**Work to be completed:** How many lines in the records below contain the word "fields", counting case? Give only the number.

**Material shown:**
◆ ◆ ◆
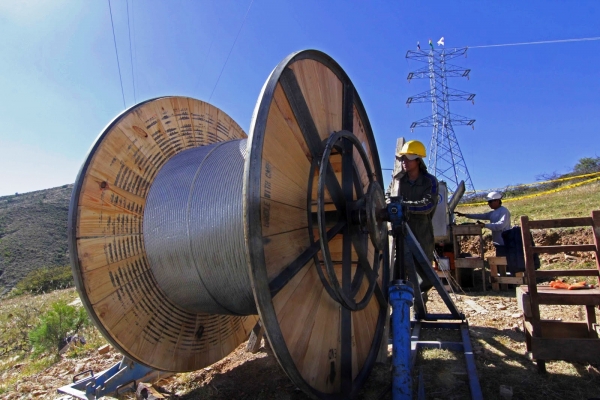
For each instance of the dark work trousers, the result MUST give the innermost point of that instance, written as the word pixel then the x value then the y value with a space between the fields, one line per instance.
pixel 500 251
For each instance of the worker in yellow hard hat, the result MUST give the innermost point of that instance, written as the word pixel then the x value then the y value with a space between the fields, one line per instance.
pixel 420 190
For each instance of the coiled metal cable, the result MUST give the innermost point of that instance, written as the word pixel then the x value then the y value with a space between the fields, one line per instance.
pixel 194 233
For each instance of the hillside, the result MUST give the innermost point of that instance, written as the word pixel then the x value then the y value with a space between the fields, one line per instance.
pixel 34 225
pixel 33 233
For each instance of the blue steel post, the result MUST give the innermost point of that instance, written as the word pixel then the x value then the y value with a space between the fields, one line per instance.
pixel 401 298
◆ ◆ ◆
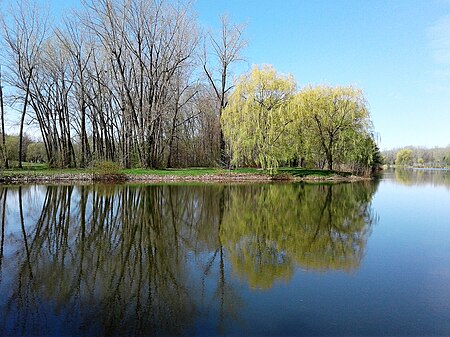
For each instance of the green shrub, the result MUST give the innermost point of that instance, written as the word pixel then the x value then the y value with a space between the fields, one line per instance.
◆ ◆ ◆
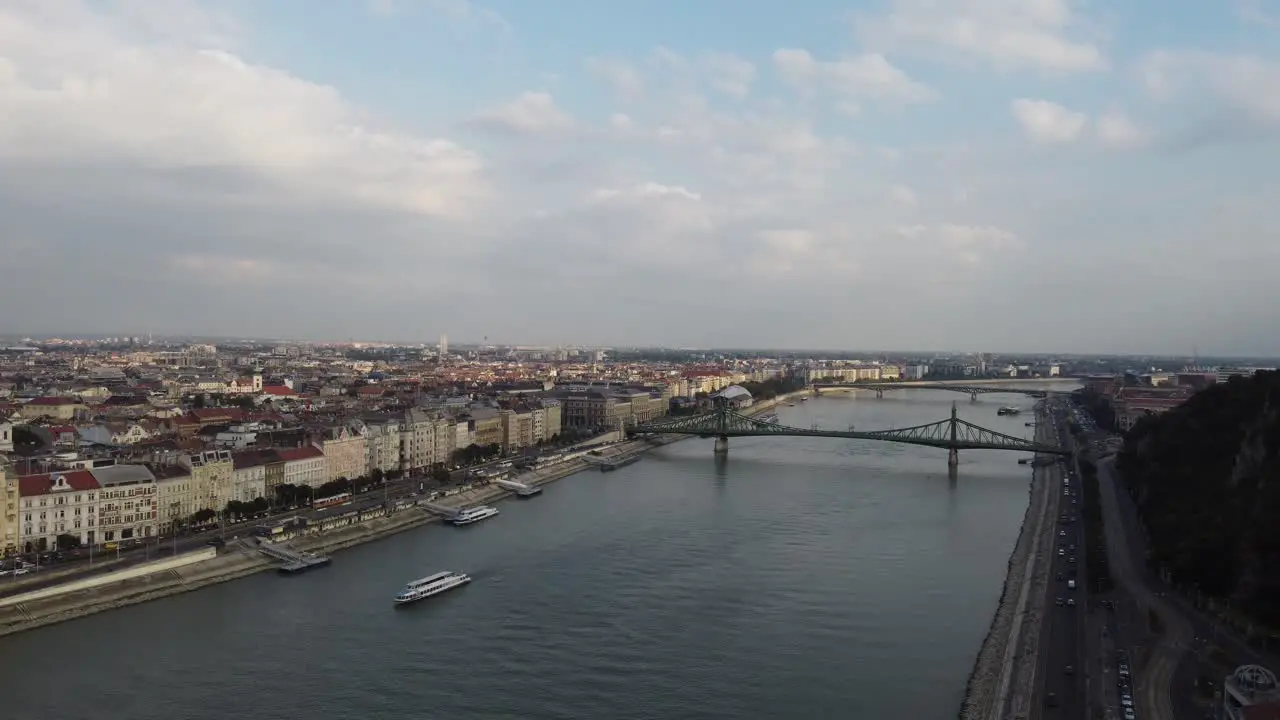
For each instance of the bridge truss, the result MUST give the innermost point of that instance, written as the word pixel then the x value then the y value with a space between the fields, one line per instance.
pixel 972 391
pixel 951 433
◆ ◆ ◆
**Result of the exercise:** 7